Give back all of the records underneath exactly, with no omissions.
Entries provided Start Marker
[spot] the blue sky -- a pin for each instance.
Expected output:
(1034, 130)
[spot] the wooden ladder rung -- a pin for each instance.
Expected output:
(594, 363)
Entries provided End Marker
*Response*
[spot] the blue sky -- a pin for each instance.
Expected output:
(1034, 130)
[spot] the wooden ladder rung -- a pin for each instance.
Expected output:
(594, 363)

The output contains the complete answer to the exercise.